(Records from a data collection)
────────────────

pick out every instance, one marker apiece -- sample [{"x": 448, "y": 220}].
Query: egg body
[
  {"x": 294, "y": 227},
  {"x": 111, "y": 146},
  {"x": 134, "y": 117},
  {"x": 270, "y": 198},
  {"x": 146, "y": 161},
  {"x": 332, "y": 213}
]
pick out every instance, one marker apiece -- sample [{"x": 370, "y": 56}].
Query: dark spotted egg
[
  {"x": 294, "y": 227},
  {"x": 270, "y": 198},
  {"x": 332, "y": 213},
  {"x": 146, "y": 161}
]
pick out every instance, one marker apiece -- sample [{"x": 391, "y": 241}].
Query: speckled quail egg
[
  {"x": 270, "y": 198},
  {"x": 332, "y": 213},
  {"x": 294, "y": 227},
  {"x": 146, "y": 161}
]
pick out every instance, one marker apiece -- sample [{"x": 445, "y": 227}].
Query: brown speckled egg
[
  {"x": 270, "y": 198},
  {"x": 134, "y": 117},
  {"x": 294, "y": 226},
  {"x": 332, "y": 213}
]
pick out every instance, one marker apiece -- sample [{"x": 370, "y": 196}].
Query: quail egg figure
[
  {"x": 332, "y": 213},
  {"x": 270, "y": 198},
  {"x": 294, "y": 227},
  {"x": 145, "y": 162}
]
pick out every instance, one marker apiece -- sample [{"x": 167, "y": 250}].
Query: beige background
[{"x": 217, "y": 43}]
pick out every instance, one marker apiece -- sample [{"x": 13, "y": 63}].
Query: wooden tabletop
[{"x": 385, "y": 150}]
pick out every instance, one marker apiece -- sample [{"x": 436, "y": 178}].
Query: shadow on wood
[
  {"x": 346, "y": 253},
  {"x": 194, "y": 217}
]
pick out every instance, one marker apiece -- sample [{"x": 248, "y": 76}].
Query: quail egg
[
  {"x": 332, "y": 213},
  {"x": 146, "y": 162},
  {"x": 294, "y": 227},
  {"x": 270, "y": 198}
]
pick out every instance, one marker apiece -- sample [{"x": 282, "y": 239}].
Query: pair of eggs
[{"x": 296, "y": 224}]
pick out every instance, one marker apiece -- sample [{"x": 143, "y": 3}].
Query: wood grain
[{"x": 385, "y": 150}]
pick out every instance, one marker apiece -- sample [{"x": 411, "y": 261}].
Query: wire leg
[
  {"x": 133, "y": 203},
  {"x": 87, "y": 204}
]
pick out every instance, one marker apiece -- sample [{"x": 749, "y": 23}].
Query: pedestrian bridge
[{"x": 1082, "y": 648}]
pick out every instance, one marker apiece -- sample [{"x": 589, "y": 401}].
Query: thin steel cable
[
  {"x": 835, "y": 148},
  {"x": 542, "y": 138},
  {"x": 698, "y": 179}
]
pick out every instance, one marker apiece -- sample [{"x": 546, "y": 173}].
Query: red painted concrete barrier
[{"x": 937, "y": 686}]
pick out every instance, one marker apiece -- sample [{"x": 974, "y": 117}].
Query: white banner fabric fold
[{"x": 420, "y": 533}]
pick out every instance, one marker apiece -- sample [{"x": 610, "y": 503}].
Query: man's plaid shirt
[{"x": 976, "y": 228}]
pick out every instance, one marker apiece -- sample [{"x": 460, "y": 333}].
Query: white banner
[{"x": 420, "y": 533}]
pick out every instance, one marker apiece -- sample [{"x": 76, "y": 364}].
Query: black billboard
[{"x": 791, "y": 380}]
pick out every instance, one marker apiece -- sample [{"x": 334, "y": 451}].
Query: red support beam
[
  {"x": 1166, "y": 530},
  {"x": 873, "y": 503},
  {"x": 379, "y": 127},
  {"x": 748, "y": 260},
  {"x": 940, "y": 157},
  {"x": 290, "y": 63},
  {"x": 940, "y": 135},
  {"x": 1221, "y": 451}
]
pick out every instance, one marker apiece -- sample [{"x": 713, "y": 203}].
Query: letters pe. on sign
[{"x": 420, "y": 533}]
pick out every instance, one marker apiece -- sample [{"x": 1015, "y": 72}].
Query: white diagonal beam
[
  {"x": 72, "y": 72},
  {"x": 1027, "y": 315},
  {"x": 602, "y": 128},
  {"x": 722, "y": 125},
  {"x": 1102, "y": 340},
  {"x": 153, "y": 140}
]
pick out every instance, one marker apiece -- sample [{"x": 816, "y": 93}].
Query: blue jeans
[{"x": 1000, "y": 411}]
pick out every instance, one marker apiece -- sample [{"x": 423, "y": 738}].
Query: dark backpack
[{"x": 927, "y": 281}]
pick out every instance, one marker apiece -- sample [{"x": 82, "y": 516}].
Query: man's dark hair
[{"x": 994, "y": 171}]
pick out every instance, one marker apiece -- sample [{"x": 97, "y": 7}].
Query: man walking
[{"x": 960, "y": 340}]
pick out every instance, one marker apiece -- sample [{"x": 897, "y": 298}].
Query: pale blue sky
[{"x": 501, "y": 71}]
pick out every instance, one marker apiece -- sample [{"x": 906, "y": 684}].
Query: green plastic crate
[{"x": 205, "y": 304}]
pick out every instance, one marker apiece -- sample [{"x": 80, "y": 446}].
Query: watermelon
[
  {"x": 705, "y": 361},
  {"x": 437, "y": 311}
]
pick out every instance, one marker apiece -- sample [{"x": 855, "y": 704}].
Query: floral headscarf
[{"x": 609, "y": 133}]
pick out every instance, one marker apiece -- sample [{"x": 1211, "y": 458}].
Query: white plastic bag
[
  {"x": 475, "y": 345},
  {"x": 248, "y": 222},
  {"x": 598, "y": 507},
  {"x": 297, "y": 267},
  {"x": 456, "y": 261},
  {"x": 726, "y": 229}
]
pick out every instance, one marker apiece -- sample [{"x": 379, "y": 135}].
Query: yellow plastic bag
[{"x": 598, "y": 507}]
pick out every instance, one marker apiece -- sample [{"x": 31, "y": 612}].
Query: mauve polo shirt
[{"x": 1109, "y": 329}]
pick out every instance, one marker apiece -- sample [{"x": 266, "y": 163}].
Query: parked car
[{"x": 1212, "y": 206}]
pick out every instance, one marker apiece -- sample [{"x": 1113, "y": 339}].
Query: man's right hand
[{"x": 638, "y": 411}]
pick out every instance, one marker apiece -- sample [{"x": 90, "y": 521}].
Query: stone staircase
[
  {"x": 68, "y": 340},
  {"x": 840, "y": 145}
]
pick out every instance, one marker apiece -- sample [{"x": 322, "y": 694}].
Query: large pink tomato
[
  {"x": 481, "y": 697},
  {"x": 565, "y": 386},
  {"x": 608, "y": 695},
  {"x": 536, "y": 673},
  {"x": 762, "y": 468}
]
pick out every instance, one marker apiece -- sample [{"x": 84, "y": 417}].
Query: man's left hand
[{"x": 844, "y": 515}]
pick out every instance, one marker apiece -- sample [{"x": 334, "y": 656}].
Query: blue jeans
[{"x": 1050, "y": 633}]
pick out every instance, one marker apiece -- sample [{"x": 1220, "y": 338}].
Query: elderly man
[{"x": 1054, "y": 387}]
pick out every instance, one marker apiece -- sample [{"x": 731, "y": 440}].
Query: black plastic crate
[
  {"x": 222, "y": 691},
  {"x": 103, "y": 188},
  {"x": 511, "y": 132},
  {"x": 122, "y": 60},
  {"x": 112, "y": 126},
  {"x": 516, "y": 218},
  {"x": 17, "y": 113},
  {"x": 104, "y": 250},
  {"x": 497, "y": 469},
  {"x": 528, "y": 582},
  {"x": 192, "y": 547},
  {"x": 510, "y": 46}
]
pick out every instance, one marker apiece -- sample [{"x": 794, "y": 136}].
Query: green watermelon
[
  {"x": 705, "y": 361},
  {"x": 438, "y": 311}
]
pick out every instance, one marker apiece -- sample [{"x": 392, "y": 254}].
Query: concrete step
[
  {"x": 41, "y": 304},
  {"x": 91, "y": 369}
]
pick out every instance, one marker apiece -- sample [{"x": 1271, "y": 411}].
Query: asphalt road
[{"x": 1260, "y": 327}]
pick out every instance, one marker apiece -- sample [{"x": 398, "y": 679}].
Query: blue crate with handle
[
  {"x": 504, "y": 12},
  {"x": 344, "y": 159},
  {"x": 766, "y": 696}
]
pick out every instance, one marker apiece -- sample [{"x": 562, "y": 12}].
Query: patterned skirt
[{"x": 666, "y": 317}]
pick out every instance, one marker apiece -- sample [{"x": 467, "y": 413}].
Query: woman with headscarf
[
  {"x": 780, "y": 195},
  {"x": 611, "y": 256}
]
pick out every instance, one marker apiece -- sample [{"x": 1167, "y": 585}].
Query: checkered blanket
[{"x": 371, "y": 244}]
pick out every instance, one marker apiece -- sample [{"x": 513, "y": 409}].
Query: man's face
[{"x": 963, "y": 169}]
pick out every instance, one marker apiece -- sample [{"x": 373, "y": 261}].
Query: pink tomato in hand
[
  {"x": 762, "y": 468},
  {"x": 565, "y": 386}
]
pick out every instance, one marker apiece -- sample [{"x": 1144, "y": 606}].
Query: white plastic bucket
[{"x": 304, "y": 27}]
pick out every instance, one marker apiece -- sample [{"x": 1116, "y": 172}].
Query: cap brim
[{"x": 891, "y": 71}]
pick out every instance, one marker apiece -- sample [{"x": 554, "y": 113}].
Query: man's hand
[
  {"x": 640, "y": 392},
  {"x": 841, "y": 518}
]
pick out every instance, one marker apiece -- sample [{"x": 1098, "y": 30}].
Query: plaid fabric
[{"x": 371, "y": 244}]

────────────────

The problem: Show every line of the records above that contains the string "plaid", treating uppercase and lowercase as distinct.

Task output:
Query: man's plaid shirt
Query: plaid fabric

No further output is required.